◆ Aufgaben
**A)** Gib den Text über Frauen auf dem Schweizer Arbeitsmarkt zwischen „Eine schlüssige Strategie, um“ und „auf den Zweiteinkommen.“, beide eingeschlossen, erneut wieder und ersetze dabei „Individualbesteuerung“ durch „Einzelbesteuerung“.
**B)** Wie viel geht laut dem Text über Frauen auf dem Schweizer Arbeitsmarkt von einem zusätzlich verdienten Franken nicht selten wieder verloren?
**C)** Setze den Text über Frauen auf dem Schweizer Arbeitsmarkt im Anschluss an seinen letzten Satz fort.

◆ Textabschnitt
+++

Trotz steigender Partizipation der Frauen nimmt die insgesamt angebotene Arbeitsmenge in der Schweiz kaum noch zu, wenn man von der Zuwanderung absieht. Ein Grund dafür ist der hohe und steigende Teilzeitanteil unter den Schweizer Frauen. Es ist absehbar, dass bald fast alle Frauen mit Kindern im Betreuungsalter einer Erwerbstätigkeit nachgehen – allerdings nur partiell. Zwar ist auch ein Teilzeitjob ökonomisch sinnvoll, denn er dient dem Erhalt der Kompetenzen. Gleichzeitig sind die tiefen Anstellungsgrade der Hauptgrund, warum die Frauen – trotz Aufholbewegung – lohnmässig noch zurückliegen (vgl. unsere Publikation «Gleichstellung – Warum der Arbeitsmarkt nicht versagt»). Eine weitere Folge davon ist der hartnäckig tiefe Anteil von Frauen in Kaderpositionen. Im Management sowie in Schweizer Verwaltungsräten bleiben Frauen Ausnahmeerscheinungen.

Von Arbeitsanreizen und dem Preis der Flexibilität

Eine schlüssige Strategie, um die Position der Frauen auf dem Arbeitsmarkt weiter zu stärken, muss auf drei Säulen beruhen:

  • Erstens ist bei den Arbeitsanreizen anzusetzen. Auf den Zweiteinkommen lasten hohe (implizite) Einkommensprogressionen, vor allem im Mittelstand. Von einem zusätzlich verdienten Franken gehen nicht selten 60 bis 90 Rappen wieder verloren, teilweise steigt die Grenzbelastung sogar über 100%. Per Saldo lohnt sich die Erhöhung des Pensums oder eine Karriere für Frauen vielfach zu wenig. Die Belastung der Zweiteinkommen hält viele Frauen davon ab, mehr zu arbeiten oder eine eigene Karriere anzustreben. Aus Sicht des Arbeitsmarktes sollte darum die Individualbesteuerung eingeführt werden, denn die heutige gemeinsame Veranlagung von Ehepaaren ist ein zentraler Grund für die hohe Progression auf den Zweiteinkommen.

+++

(Zeilen aus einem Zeige-Datensatz)

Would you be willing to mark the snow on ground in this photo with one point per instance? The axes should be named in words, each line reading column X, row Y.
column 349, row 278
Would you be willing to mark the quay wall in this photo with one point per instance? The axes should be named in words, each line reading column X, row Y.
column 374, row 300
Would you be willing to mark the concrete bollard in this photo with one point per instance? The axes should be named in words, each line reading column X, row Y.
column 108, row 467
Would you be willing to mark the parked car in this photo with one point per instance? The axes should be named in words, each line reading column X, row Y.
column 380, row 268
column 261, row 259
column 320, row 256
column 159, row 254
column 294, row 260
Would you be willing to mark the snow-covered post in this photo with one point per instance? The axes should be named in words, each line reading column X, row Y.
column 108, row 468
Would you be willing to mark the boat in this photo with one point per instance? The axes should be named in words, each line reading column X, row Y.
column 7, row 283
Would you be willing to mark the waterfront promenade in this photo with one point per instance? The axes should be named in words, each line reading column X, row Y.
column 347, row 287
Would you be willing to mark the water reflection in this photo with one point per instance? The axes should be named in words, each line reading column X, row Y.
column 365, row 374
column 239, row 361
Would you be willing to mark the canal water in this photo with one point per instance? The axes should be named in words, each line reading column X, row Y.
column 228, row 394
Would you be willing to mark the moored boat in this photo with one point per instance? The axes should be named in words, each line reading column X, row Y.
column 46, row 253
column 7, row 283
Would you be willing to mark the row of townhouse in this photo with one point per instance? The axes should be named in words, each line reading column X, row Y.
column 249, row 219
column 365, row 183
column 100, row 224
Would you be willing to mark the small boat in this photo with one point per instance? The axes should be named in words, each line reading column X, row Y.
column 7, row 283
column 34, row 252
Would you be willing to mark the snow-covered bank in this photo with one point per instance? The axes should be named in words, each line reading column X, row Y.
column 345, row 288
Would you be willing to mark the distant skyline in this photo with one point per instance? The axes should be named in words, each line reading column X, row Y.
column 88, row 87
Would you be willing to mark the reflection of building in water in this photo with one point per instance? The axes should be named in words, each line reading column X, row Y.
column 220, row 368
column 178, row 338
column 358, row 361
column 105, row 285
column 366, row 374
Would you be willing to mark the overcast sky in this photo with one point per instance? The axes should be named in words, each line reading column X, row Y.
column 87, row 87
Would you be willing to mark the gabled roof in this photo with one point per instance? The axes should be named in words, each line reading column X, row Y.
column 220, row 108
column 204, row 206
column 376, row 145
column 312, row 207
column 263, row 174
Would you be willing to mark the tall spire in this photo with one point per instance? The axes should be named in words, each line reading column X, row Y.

+++

◆ Erwartete Antworten
**A)**
Eine schlüssige Strategie, um die Position der Frauen auf dem Arbeitsmarkt weiter zu stärken, muss auf drei Säulen beruhen:

  • Erstens ist bei den Arbeitsanreizen anzusetzen. Auf den Zweiteinkommen lasten hohe (implizite) Einkommensprogressionen, vor allem im Mittelstand. Von einem zusätzlich verdienten Franken gehen nicht selten 60 bis 90 Rappen wieder verloren, teilweise steigt die Grenzbelastung sogar über 100%. Per Saldo lohnt sich die Erhöhung des Pensums oder eine Karriere für Frauen vielfach zu wenig. Die Belastung der Zweiteinkommen hält viele Frauen davon ab, mehr zu arbeiten oder eine eigene Karriere anzustreben. Aus Sicht des Arbeitsmarktes sollte darum die Einzelbesteuerung eingeführt werden, denn die heutige gemeinsame Veranlagung von Ehepaaren ist ein zentraler Grund für die hohe Progression auf den Zweiteinkommen.

**B)** 60 bis 90 Rappen.

**C)**
  • Die tiefere Flexibilität von Müttern auf dem Arbeitsmarkt stellt das zweite Hindernis für ihr weiteres Fortkommen im Erwerbsleben dar. Sie ist auch ein zentraler Grund für die vermeintlich unerklärten Lohnunterschiede, die als diskriminierend angeprangert werden. Allerdings ist es nicht der Arbeitsmarkt, der die Frauen diskriminiert. Die Benachteiligung ist vielmehr die Folge der Arbeitsteilung in der Familie. Ökonomisch gesprochen: in vielen qualifizierten Berufen erhalten die Männer eine Lohnprämie dafür, dass sie zeitlich flexibler verfügbar sind als Frauen. Es muss also darum gehen, diesen «Preis der Flexibilität», der vor allem Männern zu Gute kommt, zu senken. Die Chancen für neue Arbeitsformen, die durch die Digitalisierung entstehen, müssen darum konsequent genutzt werden.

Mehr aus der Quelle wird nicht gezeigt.